> Directives
A. Output the whole pitching article word for word.
B. Rescale the records from their start through the line containing "[[152, 488], [382, 454], [281, 478]]", including both ends. Reproduce every line in that span, requests included, with each point coordinate in the answers multiplied by 1.05 and rounded to the nearest whole number, halves rounding up. Return only those lines and leave the pictures out.

> Source document
==*==
Newsflash! Pitching is hard.

Patrick McDermott

Pitching well in the major leagues, against most of the best hitters on earth, is really hard. Maybe that’s not something you need to read about, but sometimes I think we get into the habit of watching the best pitchers -- Clayton Kershaw and Justin Verlander and the like -- and wind up forgetting just how difficult this is. How little margin for error they’ve really got.

Earlier this week, Bill James wrote something over at his website, wondering if a starting pitcher’s early outings are predictive (subscriber-only). He thought they wouldn’t be. Before reading any farther, I guessed they would be. Bill’s conclusion:

I did study that, and my answer. …spoiler alert. . .it turns out that my answer was completely wrong; there IS a meaningful separation in futures that occurs within the first few starts of a pitcher’s career.
==*==
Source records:

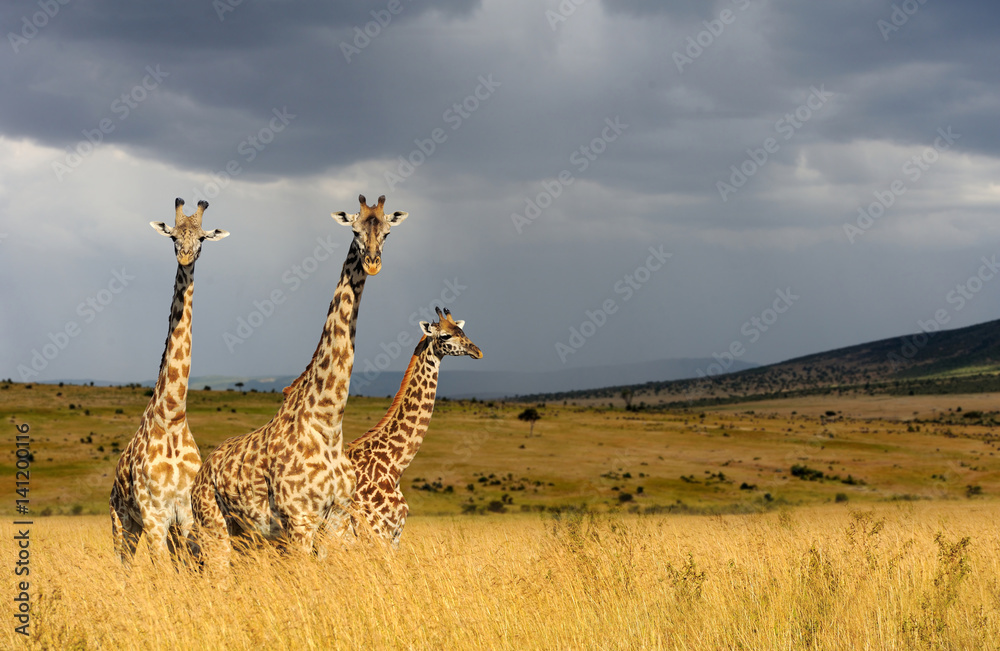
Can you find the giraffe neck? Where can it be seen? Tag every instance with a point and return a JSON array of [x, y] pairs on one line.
[[169, 401], [322, 388], [401, 431]]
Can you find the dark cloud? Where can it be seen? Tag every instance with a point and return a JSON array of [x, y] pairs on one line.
[[521, 109]]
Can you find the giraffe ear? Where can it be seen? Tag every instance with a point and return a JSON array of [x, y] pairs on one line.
[[162, 228], [343, 218], [217, 234], [397, 217]]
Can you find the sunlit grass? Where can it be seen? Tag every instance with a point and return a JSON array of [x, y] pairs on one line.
[[907, 576]]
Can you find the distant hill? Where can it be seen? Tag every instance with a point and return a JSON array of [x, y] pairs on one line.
[[943, 361], [485, 385]]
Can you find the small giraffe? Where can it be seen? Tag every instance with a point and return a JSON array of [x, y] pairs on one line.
[[280, 479], [382, 454], [152, 488]]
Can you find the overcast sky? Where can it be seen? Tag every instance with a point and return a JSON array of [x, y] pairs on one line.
[[829, 170]]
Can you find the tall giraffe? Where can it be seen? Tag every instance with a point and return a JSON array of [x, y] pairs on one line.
[[152, 488], [382, 454], [281, 478]]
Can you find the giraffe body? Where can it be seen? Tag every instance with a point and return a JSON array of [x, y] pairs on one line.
[[382, 454], [278, 480], [153, 478]]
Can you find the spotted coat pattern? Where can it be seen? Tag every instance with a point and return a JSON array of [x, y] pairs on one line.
[[278, 480], [151, 493], [382, 454]]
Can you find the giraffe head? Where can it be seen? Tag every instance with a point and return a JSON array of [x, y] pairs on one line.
[[187, 233], [447, 338], [371, 227]]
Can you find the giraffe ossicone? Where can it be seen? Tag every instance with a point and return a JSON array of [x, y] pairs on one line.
[[151, 493]]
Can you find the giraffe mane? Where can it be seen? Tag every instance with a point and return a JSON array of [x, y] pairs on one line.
[[398, 399]]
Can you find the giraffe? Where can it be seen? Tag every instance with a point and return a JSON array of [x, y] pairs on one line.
[[152, 486], [279, 480], [382, 454]]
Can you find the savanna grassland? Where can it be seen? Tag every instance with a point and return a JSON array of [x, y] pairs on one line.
[[810, 523], [478, 457], [895, 576]]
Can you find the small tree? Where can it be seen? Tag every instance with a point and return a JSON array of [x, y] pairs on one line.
[[531, 415]]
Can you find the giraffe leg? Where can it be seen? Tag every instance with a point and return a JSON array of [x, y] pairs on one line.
[[211, 530], [124, 529], [184, 542], [157, 529]]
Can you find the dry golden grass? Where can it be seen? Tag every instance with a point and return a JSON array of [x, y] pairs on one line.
[[904, 576]]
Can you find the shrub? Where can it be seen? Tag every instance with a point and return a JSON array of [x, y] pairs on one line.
[[496, 506]]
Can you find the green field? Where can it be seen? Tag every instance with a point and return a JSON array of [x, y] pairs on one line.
[[479, 458]]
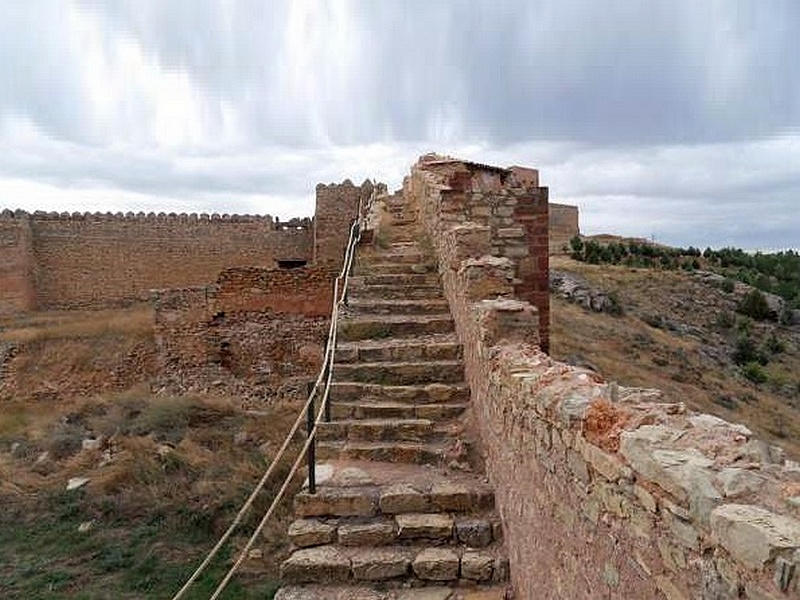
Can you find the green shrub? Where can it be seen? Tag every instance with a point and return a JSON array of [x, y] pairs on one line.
[[754, 305], [755, 373], [725, 320], [748, 352]]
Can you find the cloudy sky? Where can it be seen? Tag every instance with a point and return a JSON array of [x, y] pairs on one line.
[[677, 120]]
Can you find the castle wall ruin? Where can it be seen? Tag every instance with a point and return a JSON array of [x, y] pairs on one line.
[[504, 212], [605, 491], [69, 261], [257, 333], [563, 226]]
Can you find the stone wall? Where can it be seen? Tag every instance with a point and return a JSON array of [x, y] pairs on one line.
[[508, 207], [605, 491], [257, 333], [91, 260], [337, 205], [16, 264], [563, 226]]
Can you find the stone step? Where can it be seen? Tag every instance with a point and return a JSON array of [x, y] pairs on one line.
[[400, 306], [430, 347], [393, 268], [342, 564], [353, 391], [376, 430], [396, 279], [417, 453], [370, 409], [400, 255], [400, 529], [434, 592], [364, 327], [401, 373], [393, 292]]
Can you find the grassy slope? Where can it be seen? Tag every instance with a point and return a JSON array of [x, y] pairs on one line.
[[689, 365], [164, 484]]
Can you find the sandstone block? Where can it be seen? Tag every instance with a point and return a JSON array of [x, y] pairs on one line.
[[347, 502], [436, 526], [402, 498], [436, 564], [477, 566], [379, 564], [366, 534], [735, 482], [476, 533], [437, 593], [311, 532], [452, 497], [752, 534], [316, 565]]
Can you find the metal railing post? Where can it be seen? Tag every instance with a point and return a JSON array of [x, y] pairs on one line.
[[312, 467]]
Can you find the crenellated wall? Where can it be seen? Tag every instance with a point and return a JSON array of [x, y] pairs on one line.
[[606, 491], [17, 293], [91, 260], [257, 333], [510, 206], [336, 207], [563, 227]]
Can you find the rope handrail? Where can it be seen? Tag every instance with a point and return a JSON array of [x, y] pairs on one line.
[[327, 366]]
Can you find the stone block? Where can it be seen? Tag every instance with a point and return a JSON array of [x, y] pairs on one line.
[[435, 526], [304, 533], [366, 534], [402, 498], [753, 535], [324, 564], [337, 502], [380, 564], [477, 566], [452, 497], [476, 533], [436, 564]]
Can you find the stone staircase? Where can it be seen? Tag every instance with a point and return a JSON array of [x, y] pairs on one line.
[[396, 515]]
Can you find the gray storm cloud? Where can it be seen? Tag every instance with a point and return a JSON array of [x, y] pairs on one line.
[[646, 114]]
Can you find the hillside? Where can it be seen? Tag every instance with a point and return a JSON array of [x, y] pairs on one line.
[[162, 475], [167, 473], [679, 331]]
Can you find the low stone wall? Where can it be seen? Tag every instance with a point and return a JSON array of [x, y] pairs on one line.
[[605, 491], [256, 333]]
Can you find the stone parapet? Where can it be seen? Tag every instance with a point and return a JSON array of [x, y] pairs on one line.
[[607, 491]]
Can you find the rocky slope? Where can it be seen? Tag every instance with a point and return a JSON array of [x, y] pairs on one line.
[[680, 332]]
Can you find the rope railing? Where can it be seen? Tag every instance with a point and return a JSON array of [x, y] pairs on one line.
[[308, 450]]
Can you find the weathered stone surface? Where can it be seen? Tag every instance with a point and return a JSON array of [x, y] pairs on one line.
[[752, 534], [452, 497], [476, 533], [380, 563], [686, 474], [316, 565], [735, 482], [477, 566], [437, 593], [403, 498], [351, 476], [366, 534], [311, 532], [608, 465], [436, 526], [336, 501], [436, 564]]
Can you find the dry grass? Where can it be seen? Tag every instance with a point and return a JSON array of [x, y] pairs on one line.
[[59, 325], [629, 350]]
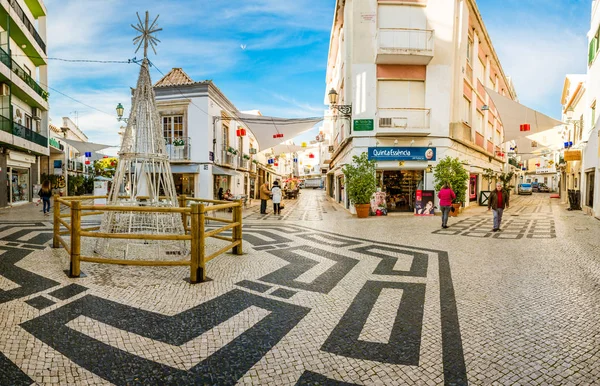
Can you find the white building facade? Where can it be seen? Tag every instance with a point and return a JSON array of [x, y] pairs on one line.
[[209, 149], [415, 74], [23, 98]]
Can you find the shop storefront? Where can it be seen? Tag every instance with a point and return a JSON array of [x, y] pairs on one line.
[[401, 173], [19, 177], [400, 187]]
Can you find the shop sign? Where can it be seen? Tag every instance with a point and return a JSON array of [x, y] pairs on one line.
[[54, 143], [545, 170], [424, 200], [402, 153], [572, 155], [363, 125]]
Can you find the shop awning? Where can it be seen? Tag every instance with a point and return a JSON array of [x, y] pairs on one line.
[[264, 128], [514, 114], [185, 169], [223, 172], [86, 147]]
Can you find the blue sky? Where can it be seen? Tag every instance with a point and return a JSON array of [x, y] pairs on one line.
[[281, 71]]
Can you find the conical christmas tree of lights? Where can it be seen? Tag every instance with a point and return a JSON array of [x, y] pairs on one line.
[[143, 176]]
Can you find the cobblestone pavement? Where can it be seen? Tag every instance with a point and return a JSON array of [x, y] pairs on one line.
[[319, 297]]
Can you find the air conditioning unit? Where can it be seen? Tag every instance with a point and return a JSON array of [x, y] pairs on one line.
[[385, 122], [36, 113]]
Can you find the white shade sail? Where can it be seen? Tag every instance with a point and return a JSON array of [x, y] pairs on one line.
[[285, 148], [514, 114], [86, 147], [264, 128]]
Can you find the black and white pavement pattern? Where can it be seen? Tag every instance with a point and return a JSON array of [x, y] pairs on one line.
[[319, 298]]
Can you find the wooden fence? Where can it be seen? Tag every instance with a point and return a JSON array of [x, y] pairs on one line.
[[195, 213]]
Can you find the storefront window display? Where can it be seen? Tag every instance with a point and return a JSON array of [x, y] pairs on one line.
[[400, 187], [184, 184], [18, 183]]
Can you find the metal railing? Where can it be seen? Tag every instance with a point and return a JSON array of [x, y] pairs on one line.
[[21, 131], [178, 149], [404, 118], [14, 66], [226, 158], [28, 24], [418, 40]]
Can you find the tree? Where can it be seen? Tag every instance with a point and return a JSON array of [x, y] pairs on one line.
[[360, 179], [105, 167], [450, 170]]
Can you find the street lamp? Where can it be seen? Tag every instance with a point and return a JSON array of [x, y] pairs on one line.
[[345, 110], [120, 111]]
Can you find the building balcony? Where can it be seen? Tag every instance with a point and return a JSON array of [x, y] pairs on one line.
[[404, 46], [20, 131], [404, 122], [22, 29], [178, 149], [27, 84]]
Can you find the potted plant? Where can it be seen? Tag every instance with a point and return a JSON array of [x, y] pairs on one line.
[[489, 175], [361, 183], [450, 170]]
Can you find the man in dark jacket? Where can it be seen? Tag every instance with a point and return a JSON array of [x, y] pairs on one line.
[[498, 201]]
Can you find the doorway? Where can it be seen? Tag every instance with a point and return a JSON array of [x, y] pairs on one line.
[[589, 201]]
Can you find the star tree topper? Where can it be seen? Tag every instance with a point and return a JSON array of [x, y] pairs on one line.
[[146, 38]]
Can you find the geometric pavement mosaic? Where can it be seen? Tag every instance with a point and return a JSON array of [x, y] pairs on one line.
[[339, 310]]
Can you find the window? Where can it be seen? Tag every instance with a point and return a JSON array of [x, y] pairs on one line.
[[393, 94], [480, 125], [469, 50], [172, 127], [225, 137], [466, 111]]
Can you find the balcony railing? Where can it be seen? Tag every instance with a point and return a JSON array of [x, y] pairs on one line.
[[178, 149], [405, 42], [21, 131], [10, 63], [226, 158], [404, 121], [28, 25]]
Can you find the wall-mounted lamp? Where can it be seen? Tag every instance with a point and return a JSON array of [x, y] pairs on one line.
[[345, 110]]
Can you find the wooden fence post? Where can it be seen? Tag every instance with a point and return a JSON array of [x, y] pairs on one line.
[[201, 245], [183, 204], [194, 248], [55, 243], [237, 231], [75, 238]]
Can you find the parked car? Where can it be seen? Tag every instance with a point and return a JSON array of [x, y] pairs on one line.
[[524, 189], [543, 188]]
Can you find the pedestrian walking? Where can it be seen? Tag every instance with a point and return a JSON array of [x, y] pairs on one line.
[[45, 193], [264, 197], [498, 201], [276, 191], [446, 196]]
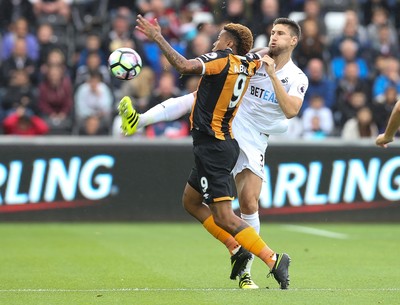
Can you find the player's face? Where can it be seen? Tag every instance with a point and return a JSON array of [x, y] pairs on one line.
[[222, 41], [281, 40]]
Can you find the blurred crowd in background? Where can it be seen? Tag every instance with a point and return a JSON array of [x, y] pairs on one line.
[[54, 77]]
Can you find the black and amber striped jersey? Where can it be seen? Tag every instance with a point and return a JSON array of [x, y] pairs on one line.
[[220, 91]]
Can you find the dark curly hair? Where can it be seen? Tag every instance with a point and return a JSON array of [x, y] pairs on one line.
[[242, 35], [293, 26]]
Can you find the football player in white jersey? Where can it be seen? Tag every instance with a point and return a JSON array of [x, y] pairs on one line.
[[274, 95]]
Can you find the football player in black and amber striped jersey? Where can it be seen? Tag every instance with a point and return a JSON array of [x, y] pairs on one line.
[[226, 72]]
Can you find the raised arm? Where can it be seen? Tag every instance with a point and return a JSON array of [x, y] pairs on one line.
[[393, 125], [180, 63], [289, 104]]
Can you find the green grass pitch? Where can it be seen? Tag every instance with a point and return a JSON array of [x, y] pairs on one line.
[[179, 263]]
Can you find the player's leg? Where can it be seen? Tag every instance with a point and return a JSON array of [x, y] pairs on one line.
[[249, 172], [248, 187], [250, 240], [193, 203], [169, 110]]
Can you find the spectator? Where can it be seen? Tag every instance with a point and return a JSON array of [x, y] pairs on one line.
==*==
> Results
A.
Newsflash! Pitching is hard.

Patrick McDermott

Pitching well in the major leagues, against most of the best hitters on earth, is really hard. Maybe that’s not something you need to read about, but sometimes I think we get into the habit of watching the best pitchers -- Clayton Kershaw and Justin Verlander and the like -- and wind up forgetting just how difficult this is. How little margin for error they’ve really got.

Earlier this week, Bill James wrote something over at his website, wondering if a starting pitcher’s early outings are predictive (subscriber-only). He thought they wouldn’t be. Before reading any farther, I guessed they would be. Bill’s conclusion:

I did study that, and my answer. …spoiler alert. . .it turns out that my answer was completely wrong; there IS a meaningful separation in futures that occurs within the first few starts of a pitcher’s career.

B.
Can you find the giraffe neck? Where can it be seen? Tag every instance with a point and return a JSON array of [x, y] pairs on one line.
[[177, 421], [338, 407], [421, 453]]
Can you find the dark cloud? Where can it be seen? Tag every instance with a point and return a JSON array of [x, y] pairs on one line.
[[547, 114]]
Can you find the giraffe ear? Where can it be seen? Tag every instance with a point and return a JSON array of [x, y] pairs on one line.
[[170, 239], [360, 229], [228, 246], [417, 228]]
Can you find the sunlit grass? Where can it be seen? Tag every instance with a point and return a JSON array of [x, y] pairs on one line.
[[952, 605]]
Can you find the distant hill? Where can it be seen? Tag every instance with a point and return a JSON array of [x, y] pairs on one line.
[[990, 379], [509, 404]]
Can you find the small giraffe? Where can it be seen? Tag every instance with a point and return a JSON array of [x, y] pairs on one line.
[[294, 503], [401, 477], [160, 512]]
Can you find the overcast sky? Where can it be seen? Tag every instance with a point and return a JSON array of [x, y] pairs on one line.
[[870, 179]]
Can you find the tall giraffe? Where can it be seen? Tag every instance with a point and return a JSON array of [x, y] pairs on one line.
[[160, 512], [401, 477], [295, 502]]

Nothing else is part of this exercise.